- **AUFGABENSTELLUNG**
Wandle den Abschnitt, der mit der Zeile mit "Confirm that each instance of the dried hanging" beginnt und mit der Zeile mit "pixel 194 127" endet, beide Zeilen eingeschlossen, in eine JSON-Liste von Zeichenketten um, mit einem Eintrag pro Zeile und ohne Leerzeilen.

——————

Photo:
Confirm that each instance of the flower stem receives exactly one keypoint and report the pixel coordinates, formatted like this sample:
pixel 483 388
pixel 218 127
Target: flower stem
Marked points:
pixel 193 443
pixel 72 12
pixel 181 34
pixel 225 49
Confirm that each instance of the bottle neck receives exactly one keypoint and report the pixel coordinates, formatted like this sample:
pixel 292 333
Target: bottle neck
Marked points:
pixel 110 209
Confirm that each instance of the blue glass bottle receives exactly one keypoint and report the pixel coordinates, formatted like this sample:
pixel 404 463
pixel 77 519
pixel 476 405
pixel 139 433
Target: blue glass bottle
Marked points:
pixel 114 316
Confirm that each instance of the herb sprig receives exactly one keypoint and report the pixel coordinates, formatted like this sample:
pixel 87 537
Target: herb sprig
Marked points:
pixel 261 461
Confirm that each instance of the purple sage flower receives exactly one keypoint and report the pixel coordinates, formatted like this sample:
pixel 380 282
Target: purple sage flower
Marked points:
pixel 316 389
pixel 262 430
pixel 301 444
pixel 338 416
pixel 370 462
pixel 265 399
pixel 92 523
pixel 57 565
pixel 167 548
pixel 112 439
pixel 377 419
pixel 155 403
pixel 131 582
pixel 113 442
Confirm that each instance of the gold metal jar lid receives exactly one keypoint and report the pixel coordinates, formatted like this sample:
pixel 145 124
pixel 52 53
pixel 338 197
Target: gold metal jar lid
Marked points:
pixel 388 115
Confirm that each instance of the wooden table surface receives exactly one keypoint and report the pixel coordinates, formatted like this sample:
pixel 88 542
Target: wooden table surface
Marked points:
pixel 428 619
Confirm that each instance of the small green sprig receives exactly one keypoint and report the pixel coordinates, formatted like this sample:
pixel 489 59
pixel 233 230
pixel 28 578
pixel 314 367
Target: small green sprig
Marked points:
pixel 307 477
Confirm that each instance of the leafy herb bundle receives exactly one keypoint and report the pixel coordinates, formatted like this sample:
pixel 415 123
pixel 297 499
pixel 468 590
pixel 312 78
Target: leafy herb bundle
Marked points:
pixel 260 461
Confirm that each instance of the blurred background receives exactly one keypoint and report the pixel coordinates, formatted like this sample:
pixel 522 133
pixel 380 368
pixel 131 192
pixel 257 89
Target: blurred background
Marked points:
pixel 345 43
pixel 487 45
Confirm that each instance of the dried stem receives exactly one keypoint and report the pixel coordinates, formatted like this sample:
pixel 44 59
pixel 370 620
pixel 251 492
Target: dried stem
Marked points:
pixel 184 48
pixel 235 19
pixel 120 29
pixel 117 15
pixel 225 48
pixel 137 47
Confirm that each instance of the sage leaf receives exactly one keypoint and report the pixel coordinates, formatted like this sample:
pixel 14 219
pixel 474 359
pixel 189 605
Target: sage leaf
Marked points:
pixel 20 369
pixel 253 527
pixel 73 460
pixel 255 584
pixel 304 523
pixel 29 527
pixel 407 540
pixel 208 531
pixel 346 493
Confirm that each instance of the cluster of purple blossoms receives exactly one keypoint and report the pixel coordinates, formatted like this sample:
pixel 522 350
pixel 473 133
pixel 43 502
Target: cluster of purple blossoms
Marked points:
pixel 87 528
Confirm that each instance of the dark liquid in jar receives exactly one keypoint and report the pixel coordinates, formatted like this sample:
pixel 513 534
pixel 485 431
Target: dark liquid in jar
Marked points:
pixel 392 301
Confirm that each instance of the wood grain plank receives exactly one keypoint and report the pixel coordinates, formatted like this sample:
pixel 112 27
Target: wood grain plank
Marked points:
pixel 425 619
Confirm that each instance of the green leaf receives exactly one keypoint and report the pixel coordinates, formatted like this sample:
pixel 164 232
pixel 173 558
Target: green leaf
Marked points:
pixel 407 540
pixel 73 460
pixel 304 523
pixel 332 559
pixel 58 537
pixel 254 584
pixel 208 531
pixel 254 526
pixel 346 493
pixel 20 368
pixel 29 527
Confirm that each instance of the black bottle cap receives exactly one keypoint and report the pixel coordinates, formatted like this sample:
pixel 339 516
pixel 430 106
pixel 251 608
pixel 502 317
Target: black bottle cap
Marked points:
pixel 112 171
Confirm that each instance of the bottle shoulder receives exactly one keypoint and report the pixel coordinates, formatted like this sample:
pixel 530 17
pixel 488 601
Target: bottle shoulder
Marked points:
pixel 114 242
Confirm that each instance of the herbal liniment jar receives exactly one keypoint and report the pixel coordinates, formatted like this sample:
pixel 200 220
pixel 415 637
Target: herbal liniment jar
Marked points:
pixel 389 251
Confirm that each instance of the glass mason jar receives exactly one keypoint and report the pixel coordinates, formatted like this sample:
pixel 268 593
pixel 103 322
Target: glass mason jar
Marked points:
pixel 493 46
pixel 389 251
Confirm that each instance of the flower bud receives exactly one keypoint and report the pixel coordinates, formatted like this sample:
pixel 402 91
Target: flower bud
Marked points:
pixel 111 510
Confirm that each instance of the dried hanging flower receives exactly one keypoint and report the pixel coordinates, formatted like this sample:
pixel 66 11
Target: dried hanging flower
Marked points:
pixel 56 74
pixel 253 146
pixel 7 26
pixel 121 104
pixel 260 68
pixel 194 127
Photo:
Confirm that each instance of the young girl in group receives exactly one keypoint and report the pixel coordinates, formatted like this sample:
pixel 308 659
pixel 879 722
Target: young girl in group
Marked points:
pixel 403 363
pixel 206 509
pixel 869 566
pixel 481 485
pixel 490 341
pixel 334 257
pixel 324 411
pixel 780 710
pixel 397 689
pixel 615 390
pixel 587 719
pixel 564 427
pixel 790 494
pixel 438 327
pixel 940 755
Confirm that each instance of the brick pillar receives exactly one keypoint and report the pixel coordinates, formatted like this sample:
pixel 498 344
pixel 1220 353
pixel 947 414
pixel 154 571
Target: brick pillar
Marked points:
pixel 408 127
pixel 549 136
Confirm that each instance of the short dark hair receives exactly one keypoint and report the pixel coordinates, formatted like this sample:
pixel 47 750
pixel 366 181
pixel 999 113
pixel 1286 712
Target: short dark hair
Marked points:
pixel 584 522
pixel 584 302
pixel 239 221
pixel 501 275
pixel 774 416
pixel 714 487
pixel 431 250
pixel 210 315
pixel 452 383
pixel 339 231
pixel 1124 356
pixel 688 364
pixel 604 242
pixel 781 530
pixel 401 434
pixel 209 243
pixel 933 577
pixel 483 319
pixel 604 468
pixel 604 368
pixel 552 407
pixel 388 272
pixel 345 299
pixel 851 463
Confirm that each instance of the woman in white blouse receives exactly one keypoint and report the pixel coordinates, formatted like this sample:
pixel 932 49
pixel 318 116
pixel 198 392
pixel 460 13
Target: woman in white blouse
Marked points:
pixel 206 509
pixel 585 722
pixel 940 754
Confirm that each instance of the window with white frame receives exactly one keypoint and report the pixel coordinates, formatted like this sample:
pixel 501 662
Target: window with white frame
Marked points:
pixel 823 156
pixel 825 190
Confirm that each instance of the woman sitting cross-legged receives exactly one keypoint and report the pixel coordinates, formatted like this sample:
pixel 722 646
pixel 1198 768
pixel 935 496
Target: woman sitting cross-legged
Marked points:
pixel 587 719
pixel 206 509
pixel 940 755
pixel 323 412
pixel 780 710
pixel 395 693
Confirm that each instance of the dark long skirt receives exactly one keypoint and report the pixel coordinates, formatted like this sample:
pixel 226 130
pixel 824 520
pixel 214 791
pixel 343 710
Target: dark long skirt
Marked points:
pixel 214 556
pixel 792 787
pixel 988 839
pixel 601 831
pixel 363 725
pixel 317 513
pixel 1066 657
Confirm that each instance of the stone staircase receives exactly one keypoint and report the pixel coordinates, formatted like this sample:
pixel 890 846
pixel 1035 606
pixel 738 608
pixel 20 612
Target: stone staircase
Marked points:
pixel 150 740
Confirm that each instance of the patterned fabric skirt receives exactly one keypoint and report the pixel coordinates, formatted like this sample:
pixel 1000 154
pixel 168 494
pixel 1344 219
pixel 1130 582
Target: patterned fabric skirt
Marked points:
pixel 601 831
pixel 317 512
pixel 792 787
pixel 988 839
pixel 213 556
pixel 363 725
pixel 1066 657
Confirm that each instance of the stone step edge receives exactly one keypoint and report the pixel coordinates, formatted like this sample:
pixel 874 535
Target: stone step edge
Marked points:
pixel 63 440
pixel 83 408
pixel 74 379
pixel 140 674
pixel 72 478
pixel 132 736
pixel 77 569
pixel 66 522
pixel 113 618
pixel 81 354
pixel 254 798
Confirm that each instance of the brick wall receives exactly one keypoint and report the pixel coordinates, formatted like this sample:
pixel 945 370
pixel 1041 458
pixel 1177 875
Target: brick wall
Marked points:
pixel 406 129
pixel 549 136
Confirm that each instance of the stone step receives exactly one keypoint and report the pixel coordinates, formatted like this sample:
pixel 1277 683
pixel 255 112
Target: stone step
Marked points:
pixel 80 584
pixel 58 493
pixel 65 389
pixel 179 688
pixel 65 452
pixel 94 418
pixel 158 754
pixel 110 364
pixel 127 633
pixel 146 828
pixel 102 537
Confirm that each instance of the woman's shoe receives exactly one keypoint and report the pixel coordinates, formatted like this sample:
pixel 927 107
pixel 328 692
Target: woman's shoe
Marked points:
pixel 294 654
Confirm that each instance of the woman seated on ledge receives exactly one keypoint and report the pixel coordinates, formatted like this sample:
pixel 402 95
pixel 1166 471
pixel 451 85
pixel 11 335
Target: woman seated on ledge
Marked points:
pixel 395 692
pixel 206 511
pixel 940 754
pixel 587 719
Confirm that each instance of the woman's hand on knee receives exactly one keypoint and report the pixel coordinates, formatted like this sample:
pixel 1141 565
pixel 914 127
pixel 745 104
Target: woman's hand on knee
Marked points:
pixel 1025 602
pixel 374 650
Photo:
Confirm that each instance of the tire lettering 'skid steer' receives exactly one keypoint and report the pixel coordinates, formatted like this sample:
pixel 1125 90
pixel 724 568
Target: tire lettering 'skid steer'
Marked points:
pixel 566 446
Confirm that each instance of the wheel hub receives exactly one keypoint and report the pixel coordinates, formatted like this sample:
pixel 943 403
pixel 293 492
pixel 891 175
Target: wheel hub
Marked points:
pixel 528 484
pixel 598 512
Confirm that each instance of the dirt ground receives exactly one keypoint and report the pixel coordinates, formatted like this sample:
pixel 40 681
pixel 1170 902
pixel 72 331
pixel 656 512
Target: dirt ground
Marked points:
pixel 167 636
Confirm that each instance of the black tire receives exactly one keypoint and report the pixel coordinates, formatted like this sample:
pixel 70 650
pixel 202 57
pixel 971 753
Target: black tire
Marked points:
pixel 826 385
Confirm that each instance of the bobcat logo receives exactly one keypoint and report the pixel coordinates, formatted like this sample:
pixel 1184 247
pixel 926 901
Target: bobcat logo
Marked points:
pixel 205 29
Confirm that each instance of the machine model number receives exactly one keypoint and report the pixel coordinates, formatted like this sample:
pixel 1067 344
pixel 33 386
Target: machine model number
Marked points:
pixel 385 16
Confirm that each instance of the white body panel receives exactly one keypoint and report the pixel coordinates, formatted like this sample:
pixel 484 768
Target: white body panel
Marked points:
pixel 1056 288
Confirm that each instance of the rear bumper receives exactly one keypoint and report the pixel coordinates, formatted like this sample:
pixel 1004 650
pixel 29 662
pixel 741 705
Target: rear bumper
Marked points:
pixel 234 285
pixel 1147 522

——————

- **ANTWORT**
[
  "Confirm that each instance of the dried hanging flower receives exactly one keypoint and report the pixel coordinates, formatted like this sample:",
  "pixel 66 11",
  "Target: dried hanging flower",
  "Marked points:",
  "pixel 56 74",
  "pixel 253 146",
  "pixel 7 26",
  "pixel 121 104",
  "pixel 260 68",
  "pixel 194 127"
]